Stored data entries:
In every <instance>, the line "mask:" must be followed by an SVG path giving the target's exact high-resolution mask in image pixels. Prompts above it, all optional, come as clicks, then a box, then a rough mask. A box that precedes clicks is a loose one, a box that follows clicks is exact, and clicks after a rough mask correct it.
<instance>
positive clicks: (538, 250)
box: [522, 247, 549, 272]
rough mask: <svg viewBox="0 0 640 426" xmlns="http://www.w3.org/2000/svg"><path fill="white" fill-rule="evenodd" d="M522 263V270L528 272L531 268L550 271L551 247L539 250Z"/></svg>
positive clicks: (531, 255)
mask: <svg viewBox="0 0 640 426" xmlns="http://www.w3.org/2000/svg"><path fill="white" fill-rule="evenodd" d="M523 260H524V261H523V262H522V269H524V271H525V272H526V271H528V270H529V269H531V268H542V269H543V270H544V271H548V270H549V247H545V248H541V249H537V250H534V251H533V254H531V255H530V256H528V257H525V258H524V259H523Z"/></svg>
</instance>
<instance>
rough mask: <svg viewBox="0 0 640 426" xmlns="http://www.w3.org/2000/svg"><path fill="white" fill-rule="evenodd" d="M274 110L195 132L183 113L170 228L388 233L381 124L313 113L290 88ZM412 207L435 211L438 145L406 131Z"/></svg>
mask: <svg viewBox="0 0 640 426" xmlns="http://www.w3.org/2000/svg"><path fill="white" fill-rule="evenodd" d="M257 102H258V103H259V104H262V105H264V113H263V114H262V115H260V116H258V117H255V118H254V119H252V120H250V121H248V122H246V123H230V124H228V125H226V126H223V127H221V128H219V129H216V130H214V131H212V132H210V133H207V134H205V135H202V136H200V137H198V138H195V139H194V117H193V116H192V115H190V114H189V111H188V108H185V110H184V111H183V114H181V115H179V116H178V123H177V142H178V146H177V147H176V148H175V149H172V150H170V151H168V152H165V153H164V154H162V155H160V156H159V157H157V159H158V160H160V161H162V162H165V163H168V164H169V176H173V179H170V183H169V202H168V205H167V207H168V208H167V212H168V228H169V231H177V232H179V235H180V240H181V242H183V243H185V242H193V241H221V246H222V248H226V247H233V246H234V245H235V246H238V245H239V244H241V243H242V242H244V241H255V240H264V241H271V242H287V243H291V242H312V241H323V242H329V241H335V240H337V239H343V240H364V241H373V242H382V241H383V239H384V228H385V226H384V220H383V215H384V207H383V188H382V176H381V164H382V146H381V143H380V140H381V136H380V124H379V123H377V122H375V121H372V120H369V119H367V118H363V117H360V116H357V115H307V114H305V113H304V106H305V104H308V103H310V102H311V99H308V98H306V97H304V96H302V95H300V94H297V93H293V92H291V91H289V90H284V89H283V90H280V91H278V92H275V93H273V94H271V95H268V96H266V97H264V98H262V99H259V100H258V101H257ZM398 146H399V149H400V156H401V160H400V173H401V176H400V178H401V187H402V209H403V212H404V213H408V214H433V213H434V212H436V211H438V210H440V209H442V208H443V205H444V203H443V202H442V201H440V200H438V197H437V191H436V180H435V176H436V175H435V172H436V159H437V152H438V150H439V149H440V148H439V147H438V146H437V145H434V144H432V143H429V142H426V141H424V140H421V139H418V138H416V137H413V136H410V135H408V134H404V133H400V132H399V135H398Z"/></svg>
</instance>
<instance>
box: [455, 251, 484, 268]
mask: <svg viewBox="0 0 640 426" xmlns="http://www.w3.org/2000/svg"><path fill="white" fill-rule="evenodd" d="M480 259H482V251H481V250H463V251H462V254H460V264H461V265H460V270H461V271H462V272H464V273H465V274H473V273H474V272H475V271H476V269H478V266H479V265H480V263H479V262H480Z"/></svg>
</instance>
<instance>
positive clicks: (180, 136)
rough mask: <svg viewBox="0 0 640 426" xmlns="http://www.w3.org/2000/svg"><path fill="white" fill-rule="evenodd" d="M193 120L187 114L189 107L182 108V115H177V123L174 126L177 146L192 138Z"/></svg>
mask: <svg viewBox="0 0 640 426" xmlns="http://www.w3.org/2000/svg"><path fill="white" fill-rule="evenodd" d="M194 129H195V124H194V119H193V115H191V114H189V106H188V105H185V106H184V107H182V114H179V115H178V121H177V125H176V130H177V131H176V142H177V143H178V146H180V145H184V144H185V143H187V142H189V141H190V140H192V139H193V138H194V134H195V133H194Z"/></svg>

Exercise instructions:
Locate each line in the stored data entries that contains the word "positive", and copy those lines.

The completed task:
positive clicks: (538, 250)
positive clicks: (531, 255)
positive clicks: (180, 136)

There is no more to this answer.